(Compito) Elenca tutte le righe dei record che contengono la parola "facade", rispettando maiuscole e minuscole.

(Record elencati)
= = = = =

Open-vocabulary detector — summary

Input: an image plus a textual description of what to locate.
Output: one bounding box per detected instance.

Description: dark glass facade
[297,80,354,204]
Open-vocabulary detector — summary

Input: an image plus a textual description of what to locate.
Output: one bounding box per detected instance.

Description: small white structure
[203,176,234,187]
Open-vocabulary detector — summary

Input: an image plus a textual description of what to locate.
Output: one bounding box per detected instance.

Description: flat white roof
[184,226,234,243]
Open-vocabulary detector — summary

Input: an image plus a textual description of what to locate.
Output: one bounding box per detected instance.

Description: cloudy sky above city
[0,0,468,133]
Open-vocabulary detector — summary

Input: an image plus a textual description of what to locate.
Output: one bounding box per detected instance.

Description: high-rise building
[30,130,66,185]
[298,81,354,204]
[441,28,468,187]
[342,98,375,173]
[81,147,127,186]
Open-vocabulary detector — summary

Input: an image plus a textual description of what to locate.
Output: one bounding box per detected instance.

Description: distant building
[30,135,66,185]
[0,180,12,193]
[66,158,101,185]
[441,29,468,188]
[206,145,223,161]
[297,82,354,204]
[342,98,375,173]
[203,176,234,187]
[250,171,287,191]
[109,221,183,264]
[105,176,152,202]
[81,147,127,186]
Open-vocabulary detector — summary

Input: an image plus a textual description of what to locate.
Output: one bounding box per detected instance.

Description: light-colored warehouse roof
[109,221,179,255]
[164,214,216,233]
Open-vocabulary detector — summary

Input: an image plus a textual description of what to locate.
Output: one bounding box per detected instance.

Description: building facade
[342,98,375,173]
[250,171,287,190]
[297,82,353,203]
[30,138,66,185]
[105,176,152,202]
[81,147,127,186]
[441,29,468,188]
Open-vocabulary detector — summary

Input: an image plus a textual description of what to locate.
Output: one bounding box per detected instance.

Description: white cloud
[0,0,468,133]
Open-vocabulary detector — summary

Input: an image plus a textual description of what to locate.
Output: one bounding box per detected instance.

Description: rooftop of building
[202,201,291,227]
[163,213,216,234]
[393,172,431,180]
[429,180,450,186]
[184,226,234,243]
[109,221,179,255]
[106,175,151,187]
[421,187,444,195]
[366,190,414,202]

= = = = =

(Risposta)
Description: dark glass facade
Description: building facade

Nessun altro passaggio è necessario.